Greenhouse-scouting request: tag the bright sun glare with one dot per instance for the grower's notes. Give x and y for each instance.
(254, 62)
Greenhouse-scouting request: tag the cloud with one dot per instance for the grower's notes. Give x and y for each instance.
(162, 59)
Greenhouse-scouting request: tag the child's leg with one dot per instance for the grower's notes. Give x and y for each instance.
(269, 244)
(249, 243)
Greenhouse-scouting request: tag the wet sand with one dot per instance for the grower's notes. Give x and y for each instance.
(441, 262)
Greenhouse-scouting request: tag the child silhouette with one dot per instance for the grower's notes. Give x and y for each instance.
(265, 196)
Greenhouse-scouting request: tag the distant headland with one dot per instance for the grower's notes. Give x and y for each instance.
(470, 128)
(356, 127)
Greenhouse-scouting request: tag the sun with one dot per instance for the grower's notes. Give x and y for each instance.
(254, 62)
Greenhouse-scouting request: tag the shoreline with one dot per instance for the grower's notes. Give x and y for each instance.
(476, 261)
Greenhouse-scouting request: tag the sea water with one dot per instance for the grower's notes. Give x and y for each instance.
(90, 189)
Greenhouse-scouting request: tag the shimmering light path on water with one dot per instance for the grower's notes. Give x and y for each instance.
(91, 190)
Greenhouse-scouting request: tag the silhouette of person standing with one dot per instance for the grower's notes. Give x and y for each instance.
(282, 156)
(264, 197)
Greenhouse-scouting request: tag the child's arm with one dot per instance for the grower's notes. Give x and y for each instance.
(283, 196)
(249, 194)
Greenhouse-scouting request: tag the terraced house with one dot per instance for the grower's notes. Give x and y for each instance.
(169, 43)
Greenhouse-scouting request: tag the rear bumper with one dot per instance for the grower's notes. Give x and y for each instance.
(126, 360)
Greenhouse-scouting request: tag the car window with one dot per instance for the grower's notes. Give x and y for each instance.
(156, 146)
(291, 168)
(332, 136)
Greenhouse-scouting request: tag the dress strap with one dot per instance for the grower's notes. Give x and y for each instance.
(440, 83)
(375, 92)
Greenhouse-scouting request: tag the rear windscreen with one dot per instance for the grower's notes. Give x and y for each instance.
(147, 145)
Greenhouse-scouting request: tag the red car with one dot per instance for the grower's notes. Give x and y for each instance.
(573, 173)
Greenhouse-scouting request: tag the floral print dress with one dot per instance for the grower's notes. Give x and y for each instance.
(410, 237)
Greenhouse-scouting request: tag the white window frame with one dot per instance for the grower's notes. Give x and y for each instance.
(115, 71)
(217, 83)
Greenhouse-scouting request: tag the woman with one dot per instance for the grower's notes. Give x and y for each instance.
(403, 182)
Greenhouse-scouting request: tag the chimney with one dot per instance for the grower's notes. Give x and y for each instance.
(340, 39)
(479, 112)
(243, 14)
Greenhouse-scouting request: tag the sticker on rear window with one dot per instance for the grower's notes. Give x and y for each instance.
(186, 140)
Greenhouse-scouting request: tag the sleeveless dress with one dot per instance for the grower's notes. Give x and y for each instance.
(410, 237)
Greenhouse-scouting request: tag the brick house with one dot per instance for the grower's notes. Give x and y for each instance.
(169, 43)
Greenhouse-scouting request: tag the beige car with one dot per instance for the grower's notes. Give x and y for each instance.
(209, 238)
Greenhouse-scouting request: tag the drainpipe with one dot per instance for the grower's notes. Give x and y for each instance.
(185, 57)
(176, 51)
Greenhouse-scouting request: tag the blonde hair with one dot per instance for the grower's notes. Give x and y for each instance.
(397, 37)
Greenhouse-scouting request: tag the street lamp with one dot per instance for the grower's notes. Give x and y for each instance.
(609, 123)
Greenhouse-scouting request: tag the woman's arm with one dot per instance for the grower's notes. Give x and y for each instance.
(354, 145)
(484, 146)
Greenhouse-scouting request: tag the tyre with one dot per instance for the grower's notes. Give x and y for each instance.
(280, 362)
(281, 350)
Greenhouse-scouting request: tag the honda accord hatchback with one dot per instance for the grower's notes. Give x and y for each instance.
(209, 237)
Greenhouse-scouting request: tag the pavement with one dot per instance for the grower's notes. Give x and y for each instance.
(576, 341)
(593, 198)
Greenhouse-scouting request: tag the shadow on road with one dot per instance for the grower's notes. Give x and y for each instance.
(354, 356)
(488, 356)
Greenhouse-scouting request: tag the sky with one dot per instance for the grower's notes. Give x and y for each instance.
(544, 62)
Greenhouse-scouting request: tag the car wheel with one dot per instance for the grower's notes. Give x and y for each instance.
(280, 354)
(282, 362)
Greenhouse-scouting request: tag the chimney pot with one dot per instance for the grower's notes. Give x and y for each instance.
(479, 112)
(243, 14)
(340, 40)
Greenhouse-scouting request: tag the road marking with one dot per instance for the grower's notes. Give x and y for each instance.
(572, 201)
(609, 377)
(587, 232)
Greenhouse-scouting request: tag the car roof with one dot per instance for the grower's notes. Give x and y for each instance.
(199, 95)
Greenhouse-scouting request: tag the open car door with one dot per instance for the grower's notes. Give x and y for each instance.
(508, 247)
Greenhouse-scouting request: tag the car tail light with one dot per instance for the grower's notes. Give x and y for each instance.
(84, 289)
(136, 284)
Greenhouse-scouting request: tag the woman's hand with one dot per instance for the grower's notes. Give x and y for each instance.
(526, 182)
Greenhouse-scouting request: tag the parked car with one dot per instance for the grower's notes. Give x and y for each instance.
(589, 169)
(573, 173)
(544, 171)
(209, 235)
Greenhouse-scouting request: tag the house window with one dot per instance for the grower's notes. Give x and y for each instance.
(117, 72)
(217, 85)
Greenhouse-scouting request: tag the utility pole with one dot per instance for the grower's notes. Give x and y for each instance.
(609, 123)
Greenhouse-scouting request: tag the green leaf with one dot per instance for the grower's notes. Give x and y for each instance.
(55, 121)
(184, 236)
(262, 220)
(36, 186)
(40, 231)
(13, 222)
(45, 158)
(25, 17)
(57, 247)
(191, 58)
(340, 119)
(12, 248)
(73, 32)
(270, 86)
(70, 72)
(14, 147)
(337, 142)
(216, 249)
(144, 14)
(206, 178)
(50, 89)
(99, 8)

Task brief: Repeat every line of the listing, word for word.

Answer to the problem:
Greenhouse-scouting request: tag the bright sun glare with one dot per instance for the grower's notes. Give x and y for each instance.
(254, 62)
Greenhouse-scouting request: tag the cloud with one dot per instance for the grower's notes. Give x and y for each instance.
(162, 59)
Greenhouse-scouting request: tag the child's leg with one dot per instance for the grower's notes. Give x and y for each instance.
(269, 244)
(249, 243)
Greenhouse-scouting request: tag the wet sand with one dot per instance for the grower's notes. Give x and y for each instance.
(441, 262)
Greenhouse-scouting request: tag the child silhouette with one dot per instance for the grower's notes. Give x and y for each instance.
(265, 196)
Greenhouse-scouting request: tag the distant headland with one dot per instance for the grower's notes. Give x and y for each instance.
(470, 128)
(356, 127)
Greenhouse-scouting request: tag the sun with one dot per instance for the grower's notes. Give x and y for each instance.
(254, 62)
Greenhouse-scouting request: tag the shoreline with one dot per instance for the grower's notes. Give x and y for each instance.
(476, 261)
Greenhouse-scouting request: tag the sea water with one dot per instance for the grower's notes. Give x and y for each instance.
(90, 189)
Greenhouse-scouting request: tag the shimmering light path on water with one dot per instance for the grower's notes. Give x and y for each instance.
(91, 190)
Greenhouse-scouting request: tag the silhouette of person standing with one dot per instance for the grower's notes. Give x and y for each instance.
(282, 156)
(264, 197)
Greenhouse-scouting request: tag the child's arm with one dot per instance for the grower's notes. Give x and y for each instance.
(283, 196)
(249, 194)
Greenhouse-scouting request: tag the terraced house with one dot per instance for the grower's notes. Give x and y for each instance.
(169, 43)
Greenhouse-scouting request: tag the rear bumper with one dot per instance for the grower's notes. Give x and y for each instance.
(126, 360)
Greenhouse-scouting request: tag the car window with one dot per instance for the grower's notes. Give x and y for each instance.
(156, 146)
(291, 168)
(332, 136)
Greenhouse-scouting request: tag the dress strap with one dot per instance for the grower's notes. Give x and y for each instance.
(440, 83)
(375, 92)
Greenhouse-scouting request: tag the rear windscreen with one dot per instance for the grower's notes. Give x and y for each instance.
(147, 145)
Greenhouse-scouting request: tag the red car with one dot per instance for the grower's notes. Give x and y for each instance.
(573, 173)
Greenhouse-scouting request: tag the floral print dress with one dot per instance for the grower's notes. Give x and y for each instance.
(410, 237)
Greenhouse-scouting request: tag the white window frame with one dot per instance for the grower's notes. Give x and y for each instance.
(115, 71)
(217, 83)
Greenhouse-scouting request: tag the woman with one dot per instance for the grower's notes. Give x and y for each instance.
(403, 182)
Greenhouse-scouting request: tag the chimney with one dot per instance for the grower's notes. Give x and y for each instance.
(340, 39)
(479, 112)
(243, 14)
Greenhouse-scouting request: tag the sticker on rear window with one dot per instance for the grower's notes. Give x and y for each instance.
(186, 140)
Greenhouse-scouting request: tag the sleeveless dress with one dot per instance for the grower's notes. Give x and y for each instance.
(410, 237)
Greenhouse-scouting request: tag the brick house with one dot per instance for the grower's notes. Give x and y for each instance.
(169, 43)
Greenhouse-scouting request: tag the beige car with one dot per instance for the grower's notes. Give x and y for each instance.
(209, 238)
Greenhouse-scouting request: tag the drainpipe with one dot per instance for the grower's notes. Give x and y for each instance.
(185, 57)
(176, 51)
Greenhouse-scouting request: tag the blonde hair with one dot per instance for the grower's notes. Give x and y for each instance.
(397, 37)
Greenhouse-scouting request: tag the street lamp with one dot per instance for the grower's notes. Give x and y for each instance.
(609, 123)
Greenhouse-scouting request: tag the woman's arm with one dot per instance for the grower's notes. Give x and y for each instance.
(354, 145)
(484, 146)
Greenhouse-scouting request: tag the tyre with one dot per instance for the grower's notes. Give x and y for each instance.
(280, 362)
(281, 350)
Greenhouse-scouting request: tag the honda accord hatchback with one dot per instance for the grower's notes. Give x and y for each instance.
(209, 237)
Greenhouse-scouting request: tag the pavement with one dot per instance for the grower's notes. Give x and y for each instance.
(576, 341)
(593, 198)
Greenhouse-scouting request: tag the shadow on road with one dot per instance for the grower's notes. Give x and y for each instance.
(354, 356)
(488, 356)
Greenhouse-scouting request: tag the sky with one dot per instance for the grower's notes. Give x and y for each instance.
(544, 62)
Greenhouse-scouting request: tag the car wheel with one dot per instance for the grower's notes. Give x and y for each instance.
(280, 354)
(282, 362)
Greenhouse-scouting request: tag the chimney pot with one dot per instance for the grower's notes. Give x and y for each instance.
(479, 112)
(243, 14)
(340, 40)
Greenhouse-scouting request: tag the road marking with one dot per instance for the grower's notes. Give x and y for each instance.
(572, 201)
(609, 377)
(587, 232)
Greenhouse-scouting request: tag the car roof with one dot per instance for the grower's notes. Give x and y for each instance.
(199, 95)
Greenhouse-scouting request: tag the open car door with one dot per instance for the grower's notes. Give x and y for each instance.
(508, 247)
Greenhouse-scouting request: tag the car tail light with one dot per instance for the grower's notes. Give x and y for each instance.
(84, 289)
(136, 284)
Greenhouse-scouting request: tag the woman's hand with one dot per instance for the grower's notes. Give x and y for each instance.
(526, 182)
Greenhouse-scouting request: tag the parked car with one dot per instance for the grower's notes. Give x and y for each instance.
(589, 169)
(573, 173)
(544, 171)
(209, 235)
Greenhouse-scouting request: tag the house window with one dot per instance for the grower's notes. Give x and y for each instance.
(117, 72)
(217, 85)
Greenhouse-scouting request: tag the utility pole with one dot per instance for the grower's notes. Give x and y for each instance.
(609, 123)
Greenhouse-scouting request: tag the green leaf with one dot per instance for the grower's notes. Give x and y for each instance.
(55, 121)
(184, 236)
(262, 220)
(36, 186)
(40, 231)
(13, 222)
(45, 158)
(25, 17)
(57, 247)
(191, 58)
(340, 119)
(12, 248)
(73, 32)
(270, 86)
(70, 72)
(14, 147)
(337, 142)
(216, 249)
(144, 14)
(206, 178)
(50, 89)
(99, 8)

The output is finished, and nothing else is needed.